_THE PROBLEM_:
Convert every line of the records below into a JSON list of strings, with one string per line and blank lines left out.

_THE RECORDS_:
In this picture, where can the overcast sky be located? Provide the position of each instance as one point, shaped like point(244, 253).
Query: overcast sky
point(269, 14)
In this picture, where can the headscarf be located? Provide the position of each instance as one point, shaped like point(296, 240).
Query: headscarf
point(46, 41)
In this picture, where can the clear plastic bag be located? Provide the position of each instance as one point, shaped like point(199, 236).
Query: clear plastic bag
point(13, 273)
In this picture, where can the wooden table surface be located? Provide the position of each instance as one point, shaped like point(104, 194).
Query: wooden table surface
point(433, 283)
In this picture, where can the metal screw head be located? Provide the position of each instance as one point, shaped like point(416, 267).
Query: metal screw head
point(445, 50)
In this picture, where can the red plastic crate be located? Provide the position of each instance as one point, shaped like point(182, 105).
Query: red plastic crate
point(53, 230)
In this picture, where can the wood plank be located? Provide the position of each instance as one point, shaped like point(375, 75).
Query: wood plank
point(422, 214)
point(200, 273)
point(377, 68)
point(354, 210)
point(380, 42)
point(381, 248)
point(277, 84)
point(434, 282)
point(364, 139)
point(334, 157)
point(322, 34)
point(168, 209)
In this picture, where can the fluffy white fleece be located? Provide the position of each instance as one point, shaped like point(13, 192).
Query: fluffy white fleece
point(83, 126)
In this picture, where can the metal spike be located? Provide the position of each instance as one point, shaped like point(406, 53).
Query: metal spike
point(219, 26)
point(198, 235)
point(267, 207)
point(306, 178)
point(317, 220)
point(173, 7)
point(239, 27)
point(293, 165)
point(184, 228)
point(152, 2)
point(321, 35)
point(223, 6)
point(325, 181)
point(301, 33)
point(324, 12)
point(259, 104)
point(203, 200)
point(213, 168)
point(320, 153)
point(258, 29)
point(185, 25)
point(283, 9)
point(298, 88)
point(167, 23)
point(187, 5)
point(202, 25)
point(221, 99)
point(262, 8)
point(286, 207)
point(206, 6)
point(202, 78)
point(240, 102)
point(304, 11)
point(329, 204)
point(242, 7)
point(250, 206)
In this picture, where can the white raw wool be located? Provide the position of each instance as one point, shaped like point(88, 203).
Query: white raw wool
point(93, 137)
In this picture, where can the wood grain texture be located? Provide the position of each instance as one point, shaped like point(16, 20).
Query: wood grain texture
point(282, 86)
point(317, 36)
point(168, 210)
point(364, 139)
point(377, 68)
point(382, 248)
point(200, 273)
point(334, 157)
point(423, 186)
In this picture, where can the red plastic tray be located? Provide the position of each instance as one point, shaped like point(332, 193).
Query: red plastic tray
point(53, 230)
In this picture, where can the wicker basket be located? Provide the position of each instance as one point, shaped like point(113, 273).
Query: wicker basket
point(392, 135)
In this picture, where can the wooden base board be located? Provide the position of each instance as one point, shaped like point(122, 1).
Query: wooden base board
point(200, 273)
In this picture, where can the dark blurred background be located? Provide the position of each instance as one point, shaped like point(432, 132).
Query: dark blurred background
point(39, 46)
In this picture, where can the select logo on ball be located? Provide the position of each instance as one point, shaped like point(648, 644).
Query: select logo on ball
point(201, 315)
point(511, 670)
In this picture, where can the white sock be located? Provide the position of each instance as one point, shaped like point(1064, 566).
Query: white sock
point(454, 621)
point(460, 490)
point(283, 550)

_ANSWER TO THIS TASK_:
[
  "In this picture, where can the overcast sky be located? Provide the position of each instance as one point, shaped like point(244, 253).",
  "Query: overcast sky",
  "point(269, 14)",
  "In this picture, where can the headscarf be located? Provide the position of each instance as one point, shaped like point(296, 240).",
  "Query: headscarf",
  "point(46, 41)",
  "In this picture, where can the clear plastic bag be located? Provide the position of each instance as one point, shaped like point(199, 236).",
  "Query: clear plastic bag",
  "point(13, 273)",
  "In this picture, where can the wooden table surface be located? Provide the position of each instance as one point, shaped like point(104, 194).",
  "Query: wooden table surface",
  "point(433, 283)",
  "In this picture, where can the metal screw head be located? Provide the position of each instance as one point, shaped like point(416, 267).",
  "Query: metal screw head",
  "point(445, 50)",
  "In this picture, where can the red plastic crate be located? Provide the position of each instance as one point, shaped like point(182, 105).",
  "Query: red plastic crate",
  "point(53, 230)",
  "In this picture, where can the wood plank be located? Provide the position of each instance as one point, shaped like point(375, 75).",
  "Query: wood plank",
  "point(422, 214)",
  "point(200, 273)",
  "point(377, 68)",
  "point(354, 210)",
  "point(380, 42)",
  "point(381, 248)",
  "point(277, 84)",
  "point(434, 282)",
  "point(364, 139)",
  "point(334, 157)",
  "point(322, 34)",
  "point(168, 209)",
  "In this picture, where can the fluffy white fleece be located? Provide the position of each instance as one point, shaped like point(13, 192).",
  "Query: fluffy white fleece",
  "point(83, 126)",
  "In this picture, where can the metal spike be located? Provide the position of each instance as one point, shaped like point(406, 53).",
  "Query: metal spike",
  "point(219, 26)",
  "point(198, 235)",
  "point(267, 207)",
  "point(306, 178)",
  "point(317, 220)",
  "point(173, 7)",
  "point(239, 27)",
  "point(293, 165)",
  "point(184, 228)",
  "point(152, 2)",
  "point(321, 35)",
  "point(223, 6)",
  "point(325, 181)",
  "point(301, 33)",
  "point(324, 12)",
  "point(259, 104)",
  "point(203, 200)",
  "point(213, 168)",
  "point(320, 153)",
  "point(258, 29)",
  "point(185, 25)",
  "point(283, 9)",
  "point(298, 88)",
  "point(167, 23)",
  "point(187, 5)",
  "point(202, 25)",
  "point(221, 99)",
  "point(262, 8)",
  "point(286, 207)",
  "point(206, 6)",
  "point(202, 78)",
  "point(240, 102)",
  "point(304, 11)",
  "point(329, 204)",
  "point(242, 7)",
  "point(250, 206)",
  "In this picture, where can the white raw wool be located? Provide the position of each instance as one point, shaped like point(88, 203).",
  "Query: white raw wool",
  "point(93, 137)",
  "In this picture, where can the wood grain texture be located? Provide the position of each instance as one point, shaped like point(16, 20).",
  "Query: wood grain texture",
  "point(282, 86)",
  "point(317, 36)",
  "point(168, 210)",
  "point(364, 139)",
  "point(377, 68)",
  "point(382, 248)",
  "point(200, 273)",
  "point(334, 157)",
  "point(423, 186)",
  "In this picture, where can the red plastic tray be located? Provide the position of each instance as one point, shaped like point(332, 193).",
  "Query: red plastic tray",
  "point(53, 230)",
  "In this picture, where can the wicker basket be located? Provide the position of each instance as one point, shaped like point(113, 273).",
  "Query: wicker basket",
  "point(392, 135)",
  "In this picture, where can the wooden base board be located? Provide the position of each instance as one point, shaped like point(122, 1).",
  "Query: wooden base board",
  "point(200, 273)",
  "In this picture, where can the dark blurred background be located? Provide the position of each instance as one point, shaped like point(432, 132).",
  "Query: dark blurred background",
  "point(39, 46)",
  "In this picture, where can the select logo on ball be located? Provide the position of each instance as one point, shaped like point(648, 644).",
  "Query: select logo on ball",
  "point(201, 315)",
  "point(511, 670)",
  "In this picture, where can the white sock be located? Provide the position of each instance as one point, shaped like point(1064, 566).",
  "Query: white sock",
  "point(454, 621)",
  "point(460, 490)",
  "point(283, 550)"
]